*DATASET EXCERPTS*:
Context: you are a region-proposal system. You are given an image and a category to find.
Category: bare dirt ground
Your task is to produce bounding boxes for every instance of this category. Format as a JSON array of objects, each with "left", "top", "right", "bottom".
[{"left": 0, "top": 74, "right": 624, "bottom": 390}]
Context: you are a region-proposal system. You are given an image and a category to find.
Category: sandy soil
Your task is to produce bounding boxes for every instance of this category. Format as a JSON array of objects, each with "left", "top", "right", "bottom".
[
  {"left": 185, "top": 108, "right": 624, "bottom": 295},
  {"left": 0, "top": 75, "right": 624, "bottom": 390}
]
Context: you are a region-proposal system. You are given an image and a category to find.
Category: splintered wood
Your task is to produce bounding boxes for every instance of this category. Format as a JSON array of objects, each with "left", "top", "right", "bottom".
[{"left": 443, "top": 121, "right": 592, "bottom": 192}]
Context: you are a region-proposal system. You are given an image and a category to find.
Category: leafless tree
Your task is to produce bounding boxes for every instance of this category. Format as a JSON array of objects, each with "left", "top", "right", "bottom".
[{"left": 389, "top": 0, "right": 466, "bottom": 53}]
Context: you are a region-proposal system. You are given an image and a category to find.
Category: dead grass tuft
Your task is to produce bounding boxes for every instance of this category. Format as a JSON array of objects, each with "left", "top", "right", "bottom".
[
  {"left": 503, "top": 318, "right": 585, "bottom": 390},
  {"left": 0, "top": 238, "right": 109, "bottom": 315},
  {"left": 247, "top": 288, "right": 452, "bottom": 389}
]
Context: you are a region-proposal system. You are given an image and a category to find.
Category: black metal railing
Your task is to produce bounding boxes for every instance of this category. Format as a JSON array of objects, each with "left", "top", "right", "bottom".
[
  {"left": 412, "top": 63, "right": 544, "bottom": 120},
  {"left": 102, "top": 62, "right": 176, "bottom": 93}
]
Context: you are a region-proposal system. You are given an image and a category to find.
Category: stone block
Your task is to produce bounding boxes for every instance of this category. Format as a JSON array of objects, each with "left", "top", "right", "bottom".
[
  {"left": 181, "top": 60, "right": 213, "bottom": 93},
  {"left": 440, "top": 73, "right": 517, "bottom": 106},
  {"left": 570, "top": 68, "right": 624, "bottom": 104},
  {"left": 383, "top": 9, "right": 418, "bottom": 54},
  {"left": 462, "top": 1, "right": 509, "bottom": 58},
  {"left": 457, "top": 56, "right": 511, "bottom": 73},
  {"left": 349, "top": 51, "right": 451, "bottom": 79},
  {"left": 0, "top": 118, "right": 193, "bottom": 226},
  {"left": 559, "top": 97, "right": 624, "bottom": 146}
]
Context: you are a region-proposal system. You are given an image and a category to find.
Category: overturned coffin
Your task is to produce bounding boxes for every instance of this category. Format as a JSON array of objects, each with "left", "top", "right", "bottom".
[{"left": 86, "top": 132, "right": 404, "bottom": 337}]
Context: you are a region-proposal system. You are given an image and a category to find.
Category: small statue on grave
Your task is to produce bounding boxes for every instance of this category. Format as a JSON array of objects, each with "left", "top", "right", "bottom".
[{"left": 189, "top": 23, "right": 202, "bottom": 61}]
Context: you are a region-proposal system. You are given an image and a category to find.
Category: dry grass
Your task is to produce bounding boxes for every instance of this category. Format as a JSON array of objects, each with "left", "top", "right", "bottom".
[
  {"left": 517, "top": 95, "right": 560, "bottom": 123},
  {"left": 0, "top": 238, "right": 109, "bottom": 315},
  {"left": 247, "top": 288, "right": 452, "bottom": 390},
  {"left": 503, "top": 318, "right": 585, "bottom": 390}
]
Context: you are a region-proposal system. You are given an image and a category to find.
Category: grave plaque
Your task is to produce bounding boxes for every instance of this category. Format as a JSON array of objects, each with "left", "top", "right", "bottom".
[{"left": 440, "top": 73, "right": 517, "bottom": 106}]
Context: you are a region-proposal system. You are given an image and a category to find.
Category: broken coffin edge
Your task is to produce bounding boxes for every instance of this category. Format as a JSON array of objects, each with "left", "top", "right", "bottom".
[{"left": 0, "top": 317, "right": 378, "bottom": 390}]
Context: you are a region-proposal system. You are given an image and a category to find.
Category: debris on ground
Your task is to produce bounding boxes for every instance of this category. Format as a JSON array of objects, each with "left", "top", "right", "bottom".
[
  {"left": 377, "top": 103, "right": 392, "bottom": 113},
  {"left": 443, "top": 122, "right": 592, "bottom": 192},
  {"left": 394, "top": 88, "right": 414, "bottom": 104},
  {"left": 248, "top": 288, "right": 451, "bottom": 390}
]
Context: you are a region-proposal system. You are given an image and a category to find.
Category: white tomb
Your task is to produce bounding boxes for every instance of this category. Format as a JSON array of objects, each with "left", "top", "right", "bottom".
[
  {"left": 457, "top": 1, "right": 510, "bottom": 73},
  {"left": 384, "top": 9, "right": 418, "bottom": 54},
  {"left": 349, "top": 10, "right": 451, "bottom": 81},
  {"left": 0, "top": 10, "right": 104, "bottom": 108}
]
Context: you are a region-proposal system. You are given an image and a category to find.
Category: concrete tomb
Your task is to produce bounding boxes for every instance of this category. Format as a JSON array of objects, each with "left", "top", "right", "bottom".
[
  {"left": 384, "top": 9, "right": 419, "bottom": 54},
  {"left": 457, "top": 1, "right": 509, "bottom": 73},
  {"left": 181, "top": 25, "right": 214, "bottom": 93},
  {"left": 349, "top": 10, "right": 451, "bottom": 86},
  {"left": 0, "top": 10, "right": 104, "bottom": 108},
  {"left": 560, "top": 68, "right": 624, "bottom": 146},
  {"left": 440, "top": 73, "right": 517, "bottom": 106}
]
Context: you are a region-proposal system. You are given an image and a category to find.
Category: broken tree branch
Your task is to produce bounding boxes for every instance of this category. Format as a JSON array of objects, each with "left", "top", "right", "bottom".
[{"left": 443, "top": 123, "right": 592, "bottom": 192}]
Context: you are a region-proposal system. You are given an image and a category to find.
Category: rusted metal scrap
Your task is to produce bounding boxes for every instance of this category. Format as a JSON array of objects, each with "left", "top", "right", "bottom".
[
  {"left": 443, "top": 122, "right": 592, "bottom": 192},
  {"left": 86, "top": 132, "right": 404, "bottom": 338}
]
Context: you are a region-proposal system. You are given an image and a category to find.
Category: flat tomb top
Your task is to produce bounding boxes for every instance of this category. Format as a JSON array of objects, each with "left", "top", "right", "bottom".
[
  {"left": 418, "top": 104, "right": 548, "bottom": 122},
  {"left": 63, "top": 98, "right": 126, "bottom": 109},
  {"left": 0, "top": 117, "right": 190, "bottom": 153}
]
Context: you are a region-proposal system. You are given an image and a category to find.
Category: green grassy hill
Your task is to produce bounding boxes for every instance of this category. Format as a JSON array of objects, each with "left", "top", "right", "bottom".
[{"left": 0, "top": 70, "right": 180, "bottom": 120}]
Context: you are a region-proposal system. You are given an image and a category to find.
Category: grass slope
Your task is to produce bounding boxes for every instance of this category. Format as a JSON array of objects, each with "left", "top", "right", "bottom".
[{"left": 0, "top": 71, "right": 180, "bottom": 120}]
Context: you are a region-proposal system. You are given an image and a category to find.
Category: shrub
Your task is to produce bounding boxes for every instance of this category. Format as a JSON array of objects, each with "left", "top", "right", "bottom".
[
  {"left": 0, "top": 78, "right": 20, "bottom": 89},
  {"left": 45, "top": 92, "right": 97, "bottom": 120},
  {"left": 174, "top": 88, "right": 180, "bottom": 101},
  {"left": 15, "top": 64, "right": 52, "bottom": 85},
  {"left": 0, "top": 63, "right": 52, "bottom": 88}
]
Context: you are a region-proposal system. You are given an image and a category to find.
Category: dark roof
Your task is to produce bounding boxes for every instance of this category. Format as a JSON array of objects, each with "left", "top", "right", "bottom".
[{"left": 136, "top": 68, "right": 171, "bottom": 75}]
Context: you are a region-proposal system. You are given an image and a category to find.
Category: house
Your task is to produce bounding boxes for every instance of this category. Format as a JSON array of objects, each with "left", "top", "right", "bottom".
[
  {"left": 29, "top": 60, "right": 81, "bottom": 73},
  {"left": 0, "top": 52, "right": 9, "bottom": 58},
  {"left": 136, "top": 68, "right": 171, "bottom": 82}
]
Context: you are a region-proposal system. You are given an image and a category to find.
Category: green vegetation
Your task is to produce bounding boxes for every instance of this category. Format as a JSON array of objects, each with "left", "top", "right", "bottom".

*TASK DESCRIPTION*:
Select and copy each line of the entries above that contains the string "tree". Matching is case-sensitive.

*OUTPUT BELOW*:
Category: leafless tree
Category: broken tree branch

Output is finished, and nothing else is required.